Copy out all the lines exactly. Omit pictures.

> **RECORDS SUPPLIED**:
+--

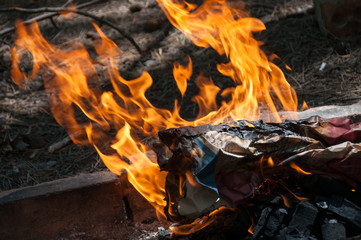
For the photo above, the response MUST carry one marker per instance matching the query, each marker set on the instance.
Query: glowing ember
(260, 85)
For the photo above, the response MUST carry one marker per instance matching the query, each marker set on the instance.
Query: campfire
(242, 166)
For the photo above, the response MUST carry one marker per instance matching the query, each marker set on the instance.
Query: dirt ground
(27, 129)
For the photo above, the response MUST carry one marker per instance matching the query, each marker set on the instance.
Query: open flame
(117, 121)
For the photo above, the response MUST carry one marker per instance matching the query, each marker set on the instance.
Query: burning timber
(293, 180)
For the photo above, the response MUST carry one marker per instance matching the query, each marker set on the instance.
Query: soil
(27, 129)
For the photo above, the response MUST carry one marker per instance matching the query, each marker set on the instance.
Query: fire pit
(244, 166)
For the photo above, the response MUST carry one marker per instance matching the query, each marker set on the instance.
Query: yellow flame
(74, 86)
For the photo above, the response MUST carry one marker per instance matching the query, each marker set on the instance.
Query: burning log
(245, 162)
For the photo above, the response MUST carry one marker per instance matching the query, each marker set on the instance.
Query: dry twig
(48, 15)
(58, 10)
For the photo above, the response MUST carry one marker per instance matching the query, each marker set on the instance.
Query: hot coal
(290, 179)
(333, 230)
(303, 219)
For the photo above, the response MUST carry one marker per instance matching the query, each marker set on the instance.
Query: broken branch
(57, 10)
(48, 15)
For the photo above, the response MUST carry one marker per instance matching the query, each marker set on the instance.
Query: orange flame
(229, 32)
(298, 169)
(74, 85)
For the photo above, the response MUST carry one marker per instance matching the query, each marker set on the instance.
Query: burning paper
(233, 160)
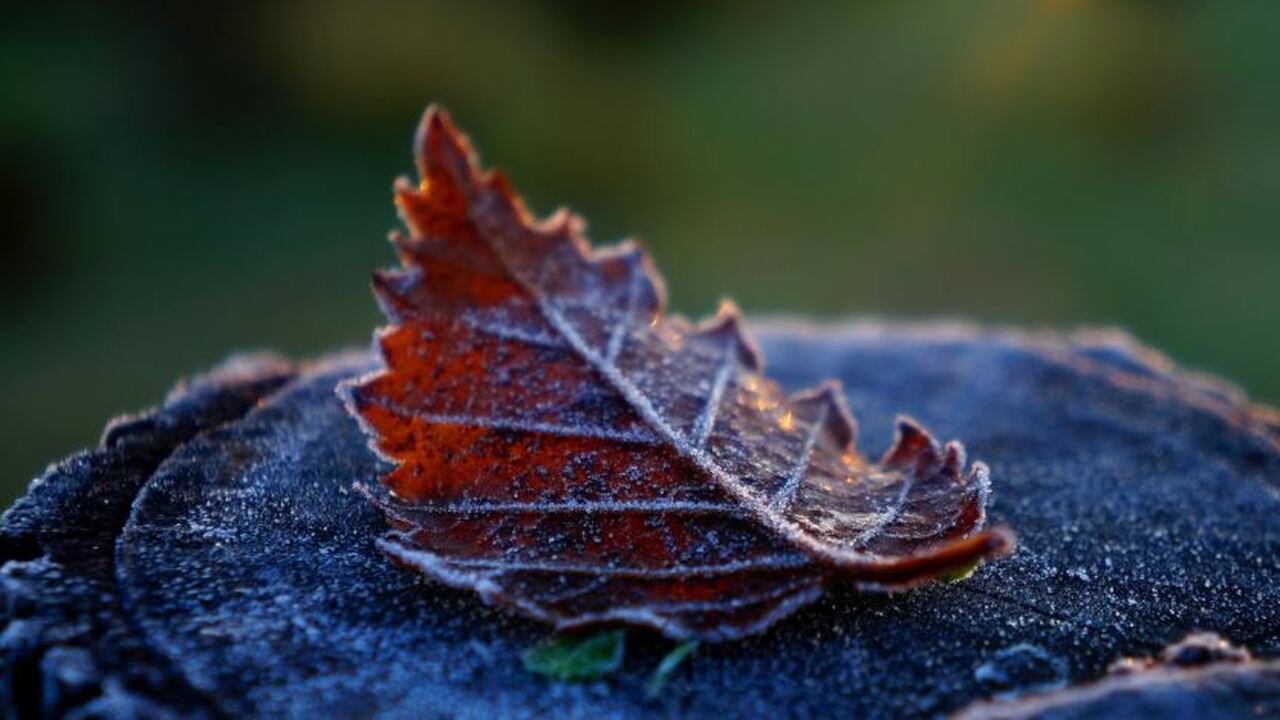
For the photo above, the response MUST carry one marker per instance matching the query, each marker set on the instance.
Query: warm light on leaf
(565, 449)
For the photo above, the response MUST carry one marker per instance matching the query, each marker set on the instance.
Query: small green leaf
(668, 665)
(960, 573)
(576, 656)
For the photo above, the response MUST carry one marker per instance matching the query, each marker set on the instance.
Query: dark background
(183, 180)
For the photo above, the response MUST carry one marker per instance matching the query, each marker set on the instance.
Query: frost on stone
(565, 449)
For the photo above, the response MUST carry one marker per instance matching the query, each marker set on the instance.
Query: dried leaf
(565, 449)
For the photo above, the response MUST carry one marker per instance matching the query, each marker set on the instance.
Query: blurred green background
(181, 180)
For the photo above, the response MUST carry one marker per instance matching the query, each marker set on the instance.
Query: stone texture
(1146, 502)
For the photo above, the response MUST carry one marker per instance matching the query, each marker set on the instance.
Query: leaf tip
(827, 401)
(727, 327)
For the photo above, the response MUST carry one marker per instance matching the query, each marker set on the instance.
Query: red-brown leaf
(565, 449)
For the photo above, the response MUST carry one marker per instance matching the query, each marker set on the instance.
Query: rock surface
(245, 580)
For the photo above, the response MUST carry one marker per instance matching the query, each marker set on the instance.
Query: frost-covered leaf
(566, 449)
(577, 657)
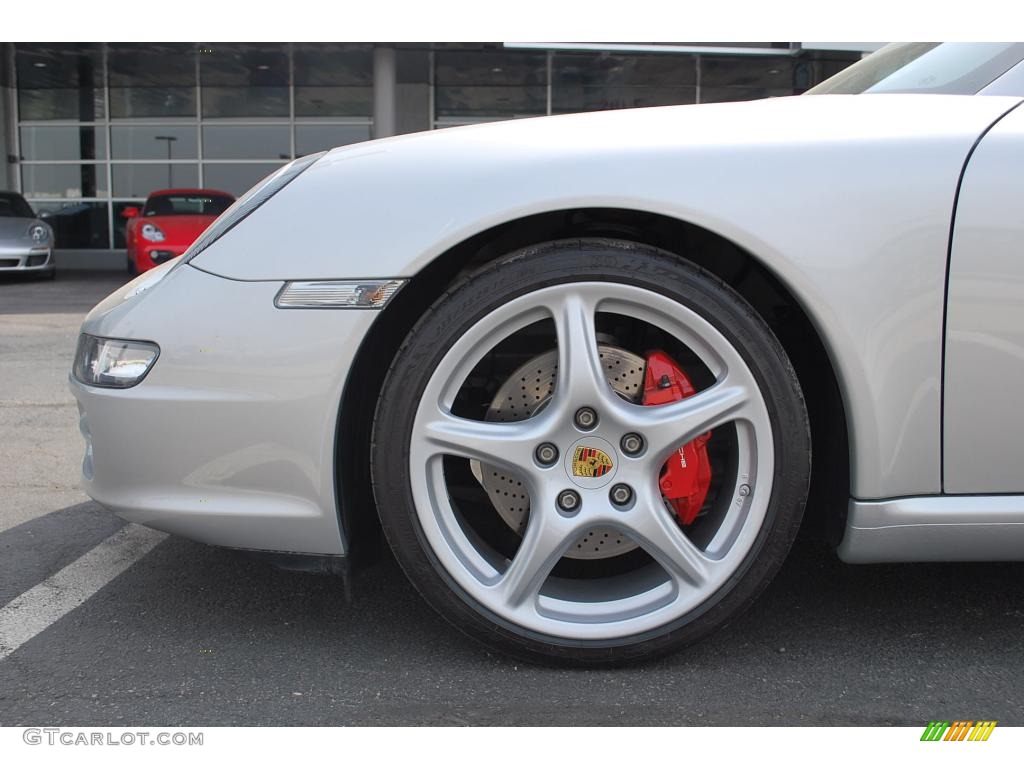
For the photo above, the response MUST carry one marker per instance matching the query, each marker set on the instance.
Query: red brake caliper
(686, 476)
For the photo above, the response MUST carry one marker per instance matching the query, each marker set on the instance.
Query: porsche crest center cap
(591, 463)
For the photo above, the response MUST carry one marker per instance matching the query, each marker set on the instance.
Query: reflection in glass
(76, 224)
(152, 80)
(62, 142)
(744, 78)
(588, 82)
(236, 177)
(138, 179)
(484, 83)
(59, 82)
(333, 80)
(154, 142)
(316, 136)
(246, 141)
(71, 180)
(244, 81)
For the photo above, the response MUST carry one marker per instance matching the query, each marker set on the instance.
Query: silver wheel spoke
(492, 442)
(670, 426)
(581, 377)
(655, 530)
(547, 538)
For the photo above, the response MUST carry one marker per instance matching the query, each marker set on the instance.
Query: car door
(983, 392)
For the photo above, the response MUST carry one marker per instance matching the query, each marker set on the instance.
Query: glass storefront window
(587, 82)
(152, 80)
(244, 81)
(62, 142)
(138, 179)
(66, 180)
(154, 142)
(247, 141)
(333, 80)
(59, 82)
(489, 84)
(312, 137)
(236, 177)
(76, 224)
(743, 78)
(238, 111)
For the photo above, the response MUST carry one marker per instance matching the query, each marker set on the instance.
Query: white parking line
(33, 611)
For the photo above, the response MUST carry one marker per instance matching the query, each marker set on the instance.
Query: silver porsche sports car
(590, 374)
(26, 242)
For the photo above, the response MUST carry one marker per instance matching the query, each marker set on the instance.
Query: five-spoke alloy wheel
(519, 469)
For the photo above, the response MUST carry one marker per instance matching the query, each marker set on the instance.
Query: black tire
(565, 261)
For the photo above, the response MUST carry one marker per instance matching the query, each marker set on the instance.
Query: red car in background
(168, 223)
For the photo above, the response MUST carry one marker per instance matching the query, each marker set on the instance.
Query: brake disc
(524, 393)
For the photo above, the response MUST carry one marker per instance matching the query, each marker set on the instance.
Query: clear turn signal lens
(113, 363)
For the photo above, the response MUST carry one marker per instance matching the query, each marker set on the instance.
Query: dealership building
(89, 129)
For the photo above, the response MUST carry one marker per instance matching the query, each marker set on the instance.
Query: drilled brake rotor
(522, 394)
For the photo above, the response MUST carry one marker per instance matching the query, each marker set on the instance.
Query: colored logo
(958, 730)
(588, 462)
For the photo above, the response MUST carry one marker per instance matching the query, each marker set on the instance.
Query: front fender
(847, 200)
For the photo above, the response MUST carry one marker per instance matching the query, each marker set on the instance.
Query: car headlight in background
(113, 363)
(249, 202)
(153, 233)
(39, 233)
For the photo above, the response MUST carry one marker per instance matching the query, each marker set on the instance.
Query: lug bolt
(568, 501)
(632, 443)
(546, 454)
(621, 495)
(586, 418)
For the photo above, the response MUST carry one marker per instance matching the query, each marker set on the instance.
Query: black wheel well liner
(743, 271)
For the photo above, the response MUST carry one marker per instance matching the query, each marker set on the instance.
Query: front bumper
(230, 437)
(26, 259)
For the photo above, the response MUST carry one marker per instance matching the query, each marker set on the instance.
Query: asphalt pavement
(192, 635)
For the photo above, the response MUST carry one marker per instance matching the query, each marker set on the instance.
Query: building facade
(89, 129)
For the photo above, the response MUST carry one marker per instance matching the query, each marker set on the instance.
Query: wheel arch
(742, 270)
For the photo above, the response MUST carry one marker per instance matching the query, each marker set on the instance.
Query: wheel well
(829, 472)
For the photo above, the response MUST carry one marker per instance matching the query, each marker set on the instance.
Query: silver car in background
(26, 242)
(590, 374)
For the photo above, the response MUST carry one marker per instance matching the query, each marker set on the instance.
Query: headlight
(153, 233)
(250, 202)
(113, 363)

+--

> **RESULT OF THE EXERCISE**:
For the photo above, the response MUST carry one marker per instance matching the query, each marker set on the instance.
Query: glowing ember
(260, 85)
For the photo above, the response MUST carry one marker per instance matching the query, each marker set on the instance.
Query: campfire
(242, 166)
For the photo above, the response MUST carry one marker per instance matching the query, each marker set on the instance.
Query: dirt ground
(27, 129)
For the photo above, the response MUST carry one marker per instance matching the query, each marker set on the instance.
Query: open flame
(117, 121)
For the photo above, the response MUST carry one marker per instance matching the query, each marker set on the instance.
Query: burning timber
(293, 180)
For the photo above, the response MUST carry one marker per instance matching the query, each marker set on the instance.
Query: soil
(27, 129)
For the photo above, the response MUST carry one marker per instance matching the query, each marker set on the instance.
Query: fire pit
(244, 166)
For the photo above, the response MUST carry one marker per instance matching the query, each marker set on the instance.
Query: yellow flame
(74, 86)
For the photo above, the response MUST carry one marker per instance matching the query, each marker set on the instance.
Query: burning log
(245, 162)
For the photo above, the response MUST carry one marker per instance matching the query, each marker set on the instance.
Query: dry twig
(48, 15)
(58, 10)
For the photo above, the response MUST carry one marker per instance matching the query, each marker set on the instance.
Query: hot coal
(290, 179)
(333, 230)
(303, 219)
For the photo above, the response MUST carry one marker per instance matching the query, each marker set on the instance.
Query: broken branch
(57, 10)
(48, 15)
For the photo above, the response MUST carry one marker per instance matching the query, each marker set on the instance.
Query: orange flame
(229, 32)
(298, 169)
(74, 85)
For the photo above, the response MUST carry one marker per instance matching the query, each marker set on the instance.
Query: burning paper
(233, 160)
For the photo above, the response MUST carry one marker per instance matching the query, each marker set on the instance.
Query: warm light on leaf
(565, 449)
For the photo above, the response MUST carry one marker per instance matching the query, each marker set on the instance.
Query: small green leaf
(668, 665)
(960, 573)
(576, 656)
For the photo above, the response MUST carry one marker per instance matching the query, each marker set on the instance.
Query: dark background
(183, 180)
For the photo above, the response MUST carry one marker per instance matching the query, each marker set on the instance.
Query: frost on stone
(565, 449)
For the photo above, the response MUST carry one marker per instance matching the query, each marker set on the instance.
Query: dried leaf
(565, 449)
For the photo above, the response MUST carry one marker per instance matching the query, each marker set on the instance.
Query: blurred green background
(181, 180)
For the photo above, the response MUST carry one marker per instance matching the query, each marker set on the instance.
Query: stone texture
(1146, 502)
For the photo above, the response MUST carry one marker per instance matching the query, each marker set on the instance.
Query: leaf tip
(827, 401)
(727, 327)
For the photo above, the response MUST carry one marker per instance matching the query, each marker set on the instance.
Query: red-brown leaf
(565, 449)
For the photo above, the response MUST carry one marker per instance matching the query, each marker set on the instance.
Query: rock surface
(245, 580)
For the photo above, the response MUST carry one marker per instance matching the query, each marker set on the instance.
Query: frost-covered leaf
(566, 449)
(577, 657)
For the photo above, the response MUST carry one marker per instance matching the query, each marker set on the instance.
Query: red brake caliper
(686, 476)
For the photo above, the response MUST carry one marker per instance matching the query, each marker set on the instance.
Query: porsche crest center cap
(591, 463)
For the photo above, the response MUST carry one marker per instance matching the query, each marker set on the instance.
Query: reflection in glass
(76, 224)
(152, 80)
(62, 142)
(744, 78)
(588, 82)
(236, 177)
(138, 179)
(484, 83)
(59, 82)
(333, 80)
(154, 142)
(316, 136)
(246, 141)
(71, 180)
(244, 81)
For the photo above, the response MUST carry one marker per instance matching the query, each marker set on the instance.
Query: silver wheel spoke
(492, 442)
(670, 426)
(581, 377)
(655, 530)
(547, 538)
For the photo above, the response MUST carry one marker per instance matching the query, each marker set on the instance.
Query: car door
(983, 392)
For the photo above, the response MUST carry one marker per instance matching the query, each marker set on the instance.
Query: glass storefront window
(587, 82)
(152, 80)
(244, 81)
(62, 142)
(138, 179)
(66, 180)
(154, 142)
(247, 141)
(333, 80)
(59, 82)
(489, 84)
(312, 137)
(236, 177)
(76, 224)
(743, 78)
(238, 111)
For the photo above, the response MUST carry one marker per instance matching the query, each marker set on the instance.
Query: white parking line
(33, 611)
For the photo above, the response MUST carry one marker per instance matching the query, each marker set on the instance.
Query: silver porsche sports car
(590, 374)
(26, 242)
For the photo above, the response MUST carry one marker per instance matching the query, each marker set on the instance.
Query: five-spoke alloy wheel
(519, 469)
For the photo above, the response MUST carry one marker per instance matching the query, each marker set on the instance.
Query: black tire
(565, 261)
For the photo above, the response MUST carry one marker per instance matching the query, each marker set on the instance.
Query: red car in background
(168, 223)
For the photo above, the response MUST carry one marker per instance matching the query, each marker set on the instance.
Query: brake disc
(524, 393)
For the photo above, the response MUST carry one marker per instance matching the query, each marker set on the instance.
Query: clear turn signal lens
(113, 363)
For the photo above, the response MUST carry one marker per instance matching the query, each marker set on the instance.
Query: dealership building
(89, 129)
For the photo above, the response MUST carry one marker per instance matching the query, each marker set on the instance.
Query: drilled brake rotor
(522, 394)
For the photo above, the response MUST carry one marker per instance matching the query, each marker set on the instance.
Query: colored logo
(958, 730)
(588, 462)
For the photo above, the response MUST carry one marker per instance matching the query, each marker set on the instance.
Query: front fender
(847, 200)
For the photo above, the response MUST carry one marker per instance matching the query, each marker set on the instance.
Query: car headlight in background
(113, 363)
(249, 202)
(153, 233)
(39, 233)
For the photo above, the response MUST carry one marker per instance matching the query, each marker set on the instance.
Query: lug bolt
(568, 501)
(632, 443)
(546, 454)
(621, 495)
(586, 418)
For the photo above, the response MUST carry one marker per instance matching the query, each marker set on the instance.
Query: black wheel well liner
(743, 271)
For the photo above, the response MUST carry one marker per instance matching the query, each marker set on the instance.
Query: front bumper
(230, 437)
(26, 259)
For the photo above, the response MUST carry one marker per instance matching the query, each marker set on the instance.
Query: asphalt pavement
(192, 635)
For the photo above, the response MUST carry one marker per instance matching the query, each marker set on the instance.
Query: building facade
(89, 129)
For the photo above, the response MUST carry one marker per instance matching the query, each marker set on the instance.
Query: wheel arch
(742, 270)
For the photo above, the response MUST carry one marker per instance matching the query, each marker set on the instance.
Query: wheel well
(829, 472)
For the photo above, the response MUST carry one marker per instance matching the query, each marker set on the instance.
Query: silver car in background
(26, 242)
(590, 374)
For the photo above, the response MUST carry one marker per instance matching the query, each marker set on the instance.
Query: headlight
(153, 233)
(250, 202)
(113, 363)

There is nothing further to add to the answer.